- _Text section_:
○ ○ ○ ○
By Mark Grace, CCCNZ Ambassador
News from Churches in NZ
Our vision is to see churches—and the regional campsites and national support ministries who serve them—working together to point people to Jesus through the gospel from the Scriptures.
It was a delight then to hear about three churches in the Canterbury region reaching into their communities through a combined regional Rally camp last weekend: Church Street Bible Chapel, Glentunnel Chapel and Rutland Street Church.
As they worked together, 68 children experienced and heard the gospel throughout the weekend.
It was encouraging to see ten teenage cadets (volunteer Rally leaders in training) take on significant leadership responsibilities. I am grateful too for Marty Scheib from Riccarton Community Church for pointing the kids to Jesus, through the gospel, from the Scriptures.
I also heard that Church Street Bible Chapel won the tug of war. Well done team!
I received the photo above from Sue Barrow at Kelston Community Church. It was taken at their Alpha camp last weekend, held at Willow Park Camp in Auckland.
○ ○ ○ ○
- _Record excerpts_:
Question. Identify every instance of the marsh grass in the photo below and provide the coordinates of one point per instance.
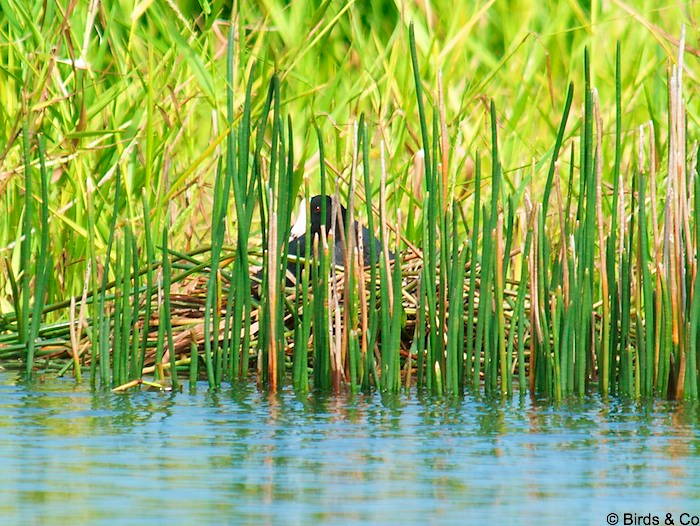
(586, 280)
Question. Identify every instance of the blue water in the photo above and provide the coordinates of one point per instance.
(68, 455)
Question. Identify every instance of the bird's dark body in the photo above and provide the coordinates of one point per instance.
(297, 245)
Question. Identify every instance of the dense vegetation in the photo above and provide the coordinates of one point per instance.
(533, 166)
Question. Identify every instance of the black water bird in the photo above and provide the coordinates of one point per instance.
(321, 216)
(321, 221)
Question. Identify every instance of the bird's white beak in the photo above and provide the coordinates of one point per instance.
(299, 227)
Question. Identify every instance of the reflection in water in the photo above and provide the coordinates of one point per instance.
(68, 454)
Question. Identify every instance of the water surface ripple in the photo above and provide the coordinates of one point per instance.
(69, 455)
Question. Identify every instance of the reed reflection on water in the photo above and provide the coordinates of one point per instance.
(69, 454)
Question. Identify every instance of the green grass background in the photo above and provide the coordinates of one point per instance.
(140, 85)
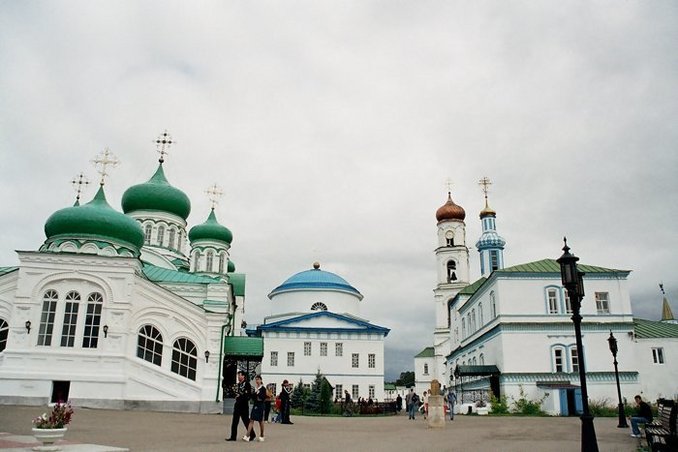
○ ○ ○ ○
- _Exercise requirements_:
Answer these questions from the church news text:
1. How many children experienced and heard the gospel at the combined Rally camp?
2. Which church won the tug of war?
3. Where was the Kelston Community Church Alpha camp held?

- _Your solution_:
1. 68 children.
2. Church Street Bible Chapel.
3. At Willow Park Camp in Auckland.